— Selected text —
Debugging Guide#

ModernDiD combines several technologies (Polars DataFrames, Numba JIT compilation, CuPy GPU arrays, and Dask/Spark distributed computing) that each have their own debugging characteristics and common failure modes.

General strategies#

Start simple#

When a test fails or you get unexpected results, first isolate the problem.

  1. Run the failing test in isolation:

    pytest tests/did/test_att_gt.py::test_specific_case -vv
    
  2. Check if the failure is deterministic. Run it a few times. Flaky failures often point to race conditions (in parallel code) or insufficient numerical tolerances (in stochastic tests).

  3. Reduce the problem. If a test uses a large dataset, try reducing the number of units or periods. If a test uses bootstrap, try running without it first (boot=False).

— Problem —
Translate this sentence from the debugging guide into Spanish: "Flaky failures often point to race conditions (in parallel code) or insufficient numerical tolerances (in stochastic tests)."

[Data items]
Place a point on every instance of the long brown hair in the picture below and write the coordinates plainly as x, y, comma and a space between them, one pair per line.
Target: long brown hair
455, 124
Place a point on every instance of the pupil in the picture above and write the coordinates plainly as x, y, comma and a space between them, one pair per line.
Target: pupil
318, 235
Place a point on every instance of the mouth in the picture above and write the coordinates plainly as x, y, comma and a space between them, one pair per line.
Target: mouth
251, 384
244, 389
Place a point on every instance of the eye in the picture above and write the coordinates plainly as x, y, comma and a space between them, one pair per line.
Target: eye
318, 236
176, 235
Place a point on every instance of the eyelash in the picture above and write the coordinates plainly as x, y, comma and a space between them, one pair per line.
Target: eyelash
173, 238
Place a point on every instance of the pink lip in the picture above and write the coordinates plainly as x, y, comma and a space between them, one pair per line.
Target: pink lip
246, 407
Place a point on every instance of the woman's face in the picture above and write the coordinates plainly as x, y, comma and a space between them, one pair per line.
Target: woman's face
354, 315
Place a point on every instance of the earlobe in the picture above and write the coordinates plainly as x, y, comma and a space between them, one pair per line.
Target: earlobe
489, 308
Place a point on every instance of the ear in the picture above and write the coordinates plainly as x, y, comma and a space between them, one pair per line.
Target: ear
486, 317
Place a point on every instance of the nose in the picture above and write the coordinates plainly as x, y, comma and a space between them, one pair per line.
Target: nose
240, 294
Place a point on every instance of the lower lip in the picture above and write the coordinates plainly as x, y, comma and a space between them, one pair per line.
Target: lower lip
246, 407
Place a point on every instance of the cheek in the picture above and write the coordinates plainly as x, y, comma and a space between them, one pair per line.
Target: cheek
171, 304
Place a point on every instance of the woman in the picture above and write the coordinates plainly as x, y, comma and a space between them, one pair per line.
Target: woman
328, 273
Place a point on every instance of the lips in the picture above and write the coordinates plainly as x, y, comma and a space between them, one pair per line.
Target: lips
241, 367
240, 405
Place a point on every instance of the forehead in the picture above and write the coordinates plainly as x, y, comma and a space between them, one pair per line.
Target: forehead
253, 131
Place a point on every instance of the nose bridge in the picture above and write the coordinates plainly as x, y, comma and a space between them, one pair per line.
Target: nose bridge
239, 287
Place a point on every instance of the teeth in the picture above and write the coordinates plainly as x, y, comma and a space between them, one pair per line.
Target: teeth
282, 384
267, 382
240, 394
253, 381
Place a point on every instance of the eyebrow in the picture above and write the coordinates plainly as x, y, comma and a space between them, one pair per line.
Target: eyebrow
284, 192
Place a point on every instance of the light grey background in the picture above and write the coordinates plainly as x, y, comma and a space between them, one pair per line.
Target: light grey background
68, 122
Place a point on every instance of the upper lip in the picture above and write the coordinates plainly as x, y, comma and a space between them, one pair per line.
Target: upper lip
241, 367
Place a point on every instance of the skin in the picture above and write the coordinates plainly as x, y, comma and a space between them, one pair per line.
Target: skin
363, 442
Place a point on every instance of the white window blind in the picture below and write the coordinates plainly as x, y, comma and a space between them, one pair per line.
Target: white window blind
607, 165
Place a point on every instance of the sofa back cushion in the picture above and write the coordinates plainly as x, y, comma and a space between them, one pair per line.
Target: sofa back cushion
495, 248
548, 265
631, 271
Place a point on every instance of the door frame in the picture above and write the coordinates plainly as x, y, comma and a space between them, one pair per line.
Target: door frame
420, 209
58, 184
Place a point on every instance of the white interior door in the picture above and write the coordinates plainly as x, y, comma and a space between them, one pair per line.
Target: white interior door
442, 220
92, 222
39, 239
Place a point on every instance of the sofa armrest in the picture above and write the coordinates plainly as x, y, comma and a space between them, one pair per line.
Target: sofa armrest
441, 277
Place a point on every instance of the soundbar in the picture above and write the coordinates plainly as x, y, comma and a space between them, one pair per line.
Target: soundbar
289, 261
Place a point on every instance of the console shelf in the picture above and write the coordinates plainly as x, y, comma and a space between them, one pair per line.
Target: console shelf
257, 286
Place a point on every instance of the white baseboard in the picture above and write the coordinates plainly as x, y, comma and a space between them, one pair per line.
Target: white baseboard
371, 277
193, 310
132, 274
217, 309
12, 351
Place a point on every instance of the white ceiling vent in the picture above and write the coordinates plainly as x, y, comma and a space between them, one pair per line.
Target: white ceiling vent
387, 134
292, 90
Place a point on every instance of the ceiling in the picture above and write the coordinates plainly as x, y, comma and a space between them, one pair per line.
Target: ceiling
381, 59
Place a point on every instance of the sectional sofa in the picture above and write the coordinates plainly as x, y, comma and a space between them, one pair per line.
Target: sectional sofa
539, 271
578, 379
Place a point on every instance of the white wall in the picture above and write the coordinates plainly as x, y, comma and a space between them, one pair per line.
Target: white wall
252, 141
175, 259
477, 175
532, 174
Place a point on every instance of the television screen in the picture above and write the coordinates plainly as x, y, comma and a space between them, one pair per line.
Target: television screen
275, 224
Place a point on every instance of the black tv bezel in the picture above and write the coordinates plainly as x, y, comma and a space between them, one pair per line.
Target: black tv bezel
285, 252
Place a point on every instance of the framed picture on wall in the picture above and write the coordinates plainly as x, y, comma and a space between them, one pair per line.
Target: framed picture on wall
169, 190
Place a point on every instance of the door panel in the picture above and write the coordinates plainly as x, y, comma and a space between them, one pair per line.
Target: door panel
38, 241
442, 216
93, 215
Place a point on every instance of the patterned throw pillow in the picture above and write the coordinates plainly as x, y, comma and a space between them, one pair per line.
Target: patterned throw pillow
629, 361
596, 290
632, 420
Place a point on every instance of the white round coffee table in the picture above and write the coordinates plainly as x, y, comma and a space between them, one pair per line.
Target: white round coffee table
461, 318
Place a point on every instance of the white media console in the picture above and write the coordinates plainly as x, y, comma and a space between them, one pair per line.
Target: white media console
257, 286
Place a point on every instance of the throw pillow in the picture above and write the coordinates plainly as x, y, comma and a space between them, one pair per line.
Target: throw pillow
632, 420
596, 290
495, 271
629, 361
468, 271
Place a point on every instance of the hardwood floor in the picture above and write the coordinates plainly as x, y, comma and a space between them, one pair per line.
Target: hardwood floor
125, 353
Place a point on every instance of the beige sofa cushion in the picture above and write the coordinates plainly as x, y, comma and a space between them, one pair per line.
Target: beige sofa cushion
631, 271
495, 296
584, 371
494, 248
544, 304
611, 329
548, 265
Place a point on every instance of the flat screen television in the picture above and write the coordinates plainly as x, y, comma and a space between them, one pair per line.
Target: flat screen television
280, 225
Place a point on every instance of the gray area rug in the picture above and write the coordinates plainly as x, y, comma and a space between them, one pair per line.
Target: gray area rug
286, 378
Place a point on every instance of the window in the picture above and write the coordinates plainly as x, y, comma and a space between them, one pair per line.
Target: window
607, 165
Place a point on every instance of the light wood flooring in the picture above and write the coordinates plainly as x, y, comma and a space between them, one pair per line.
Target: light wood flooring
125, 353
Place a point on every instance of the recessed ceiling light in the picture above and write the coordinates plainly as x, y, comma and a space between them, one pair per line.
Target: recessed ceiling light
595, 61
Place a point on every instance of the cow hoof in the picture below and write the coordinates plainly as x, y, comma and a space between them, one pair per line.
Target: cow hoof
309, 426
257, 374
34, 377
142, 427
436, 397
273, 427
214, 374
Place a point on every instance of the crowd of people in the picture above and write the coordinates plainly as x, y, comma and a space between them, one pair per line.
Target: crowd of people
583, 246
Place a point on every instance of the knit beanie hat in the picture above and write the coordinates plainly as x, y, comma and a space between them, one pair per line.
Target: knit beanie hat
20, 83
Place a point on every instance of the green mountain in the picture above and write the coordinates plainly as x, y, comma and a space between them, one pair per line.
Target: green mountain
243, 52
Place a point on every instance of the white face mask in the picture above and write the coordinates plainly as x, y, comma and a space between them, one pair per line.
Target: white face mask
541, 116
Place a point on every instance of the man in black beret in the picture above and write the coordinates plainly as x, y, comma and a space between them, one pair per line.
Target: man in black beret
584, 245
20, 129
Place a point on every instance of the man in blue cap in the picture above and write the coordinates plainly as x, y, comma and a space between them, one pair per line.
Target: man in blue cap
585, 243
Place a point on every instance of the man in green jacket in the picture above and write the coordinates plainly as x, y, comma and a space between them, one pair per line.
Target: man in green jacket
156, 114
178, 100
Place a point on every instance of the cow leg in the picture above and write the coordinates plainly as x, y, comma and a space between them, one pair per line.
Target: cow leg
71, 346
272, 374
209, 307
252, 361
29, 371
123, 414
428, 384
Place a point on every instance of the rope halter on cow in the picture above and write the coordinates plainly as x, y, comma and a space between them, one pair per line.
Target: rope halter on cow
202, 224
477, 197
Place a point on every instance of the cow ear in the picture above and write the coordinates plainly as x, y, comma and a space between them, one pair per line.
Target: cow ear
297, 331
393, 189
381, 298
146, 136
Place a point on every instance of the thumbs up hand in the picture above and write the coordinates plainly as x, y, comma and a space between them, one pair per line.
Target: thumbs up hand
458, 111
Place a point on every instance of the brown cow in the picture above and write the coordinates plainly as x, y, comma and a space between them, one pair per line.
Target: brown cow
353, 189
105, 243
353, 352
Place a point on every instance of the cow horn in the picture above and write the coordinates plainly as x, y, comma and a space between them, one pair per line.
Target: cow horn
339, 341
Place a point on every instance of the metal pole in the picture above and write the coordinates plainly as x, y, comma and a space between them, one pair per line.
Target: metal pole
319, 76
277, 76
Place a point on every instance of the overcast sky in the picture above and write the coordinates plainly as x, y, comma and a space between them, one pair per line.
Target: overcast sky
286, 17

— Task answer —
Los fallos intermitentes suelen indicar condiciones de carrera (en código paralelo) o tolerancias numéricas insuficientes (en pruebas estocásticas).